── PROVIDED DATA ──
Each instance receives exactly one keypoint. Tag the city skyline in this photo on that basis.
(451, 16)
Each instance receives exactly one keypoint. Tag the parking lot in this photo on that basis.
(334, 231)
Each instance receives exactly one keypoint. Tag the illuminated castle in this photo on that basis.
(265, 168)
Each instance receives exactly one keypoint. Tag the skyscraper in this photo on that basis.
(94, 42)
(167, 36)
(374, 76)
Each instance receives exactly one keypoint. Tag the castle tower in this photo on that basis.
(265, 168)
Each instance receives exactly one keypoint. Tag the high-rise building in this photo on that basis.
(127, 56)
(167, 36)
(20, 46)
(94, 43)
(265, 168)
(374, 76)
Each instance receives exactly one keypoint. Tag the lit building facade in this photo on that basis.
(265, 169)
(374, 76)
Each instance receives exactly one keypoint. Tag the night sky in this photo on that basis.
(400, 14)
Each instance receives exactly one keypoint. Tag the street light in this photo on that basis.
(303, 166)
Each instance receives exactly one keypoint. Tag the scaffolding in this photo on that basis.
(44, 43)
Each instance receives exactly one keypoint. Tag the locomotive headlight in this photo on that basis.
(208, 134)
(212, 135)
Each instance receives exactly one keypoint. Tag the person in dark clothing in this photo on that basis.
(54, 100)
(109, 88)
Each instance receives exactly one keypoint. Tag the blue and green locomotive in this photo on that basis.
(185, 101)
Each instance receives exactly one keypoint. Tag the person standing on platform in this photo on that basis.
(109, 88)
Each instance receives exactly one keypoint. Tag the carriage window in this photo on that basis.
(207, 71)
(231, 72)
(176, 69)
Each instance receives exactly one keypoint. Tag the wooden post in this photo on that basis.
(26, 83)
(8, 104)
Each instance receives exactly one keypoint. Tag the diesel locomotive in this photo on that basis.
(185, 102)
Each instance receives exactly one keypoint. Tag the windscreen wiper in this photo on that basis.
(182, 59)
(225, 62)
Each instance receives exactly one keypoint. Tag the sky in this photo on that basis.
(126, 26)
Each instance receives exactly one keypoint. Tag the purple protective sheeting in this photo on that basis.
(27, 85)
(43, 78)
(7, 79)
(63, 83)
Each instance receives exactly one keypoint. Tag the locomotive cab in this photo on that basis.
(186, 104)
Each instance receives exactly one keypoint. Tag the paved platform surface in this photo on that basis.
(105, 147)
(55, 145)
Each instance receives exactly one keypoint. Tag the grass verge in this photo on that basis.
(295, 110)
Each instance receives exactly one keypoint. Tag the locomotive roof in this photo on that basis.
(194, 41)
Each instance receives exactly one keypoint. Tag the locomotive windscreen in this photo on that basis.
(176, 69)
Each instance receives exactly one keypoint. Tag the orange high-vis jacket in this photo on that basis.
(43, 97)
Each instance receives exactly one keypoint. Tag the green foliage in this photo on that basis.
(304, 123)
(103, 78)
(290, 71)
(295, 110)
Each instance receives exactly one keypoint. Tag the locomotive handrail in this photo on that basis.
───
__WHAT YOU WILL DO__. Every line of the listing should be repeated exactly.

__TASK SOLUTION__.
Each instance receives exactly one keypoint. Tag the city skyline in this photo on that basis.
(451, 16)
Each instance receives exactly one keypoint. Tag the parking lot in this photo on that basis.
(334, 231)
Each instance receives exactly one keypoint. Tag the illuminated castle in this photo on that basis.
(265, 168)
Each instance receives exactly one keypoint. Tag the skyscraper in this photo on that basis.
(94, 42)
(167, 36)
(374, 76)
Each instance receives exactly one keypoint. Tag the castle tower in this photo on that basis.
(265, 168)
Each instance receives exactly one keypoint. Tag the high-rise building in this photo on that basis.
(127, 56)
(167, 36)
(20, 46)
(94, 43)
(265, 168)
(374, 76)
Each instance receives exactly one keypoint. Tag the lit building facade in this photo on that basis.
(265, 169)
(374, 76)
Each instance receives exactly one keypoint. Tag the night sky in this photo on that basis.
(400, 14)
Each instance receives exactly one keypoint. Tag the street light in this photo on that basis.
(303, 166)
Each instance receives exactly one keypoint. Tag the scaffolding in this photo on that basis.
(44, 43)
Each instance receives exactly one keypoint. Tag the locomotive headlight in this photo on that basis.
(208, 134)
(212, 135)
Each instance receives exactly one keypoint. Tag the person in dark clothing in this photo on that basis.
(54, 100)
(109, 88)
Each instance receives exactly one keypoint. Tag the blue and green locomotive in this photo on that basis.
(185, 101)
Each instance receives exactly one keypoint. Tag the person standing on platform in this photo on that basis.
(109, 88)
Each instance receives exactly one keypoint. Tag the carriage window in this photo on that basis.
(207, 71)
(231, 72)
(176, 69)
Each instance receives exactly one keypoint. Tag the wooden post in this photo on that basis.
(26, 83)
(8, 104)
Each instance receives exactly one keypoint. Tag the diesel locomotive in this photo on that basis.
(185, 102)
Each instance receives exactly one keypoint. Tag the windscreen wiper in this photo on that basis.
(182, 59)
(225, 62)
Each instance receives exactly one keypoint. Tag the sky in this photo on that basis.
(126, 26)
Each instance receives exactly one keypoint. Tag the purple protective sheeting in this photo on that basis.
(27, 85)
(43, 78)
(7, 79)
(63, 83)
Each instance receives exactly one keypoint. Tag the locomotive cab in this photo on that basis.
(186, 104)
Each instance receives exactly one keypoint. Tag the paved platform surface in this photo on that basis.
(105, 147)
(55, 145)
Each instance receives exactly one keypoint. Tag the grass verge in this photo on that basis.
(295, 110)
Each instance receives exactly one keypoint. Tag the locomotive roof in this photo on that basis.
(194, 41)
Each instance receives exactly one keypoint. Tag the locomotive windscreen in this photo on that basis.
(176, 69)
Each instance receives exactly one keypoint. Tag the orange high-vis jacket in this photo on that basis.
(43, 97)
Each instance receives exactly one keypoint. Tag the green foliage in this photo on that basis.
(304, 123)
(103, 78)
(290, 71)
(295, 110)
Each instance receives exactly one keypoint. Tag the locomotive handrail in this photo on that basis.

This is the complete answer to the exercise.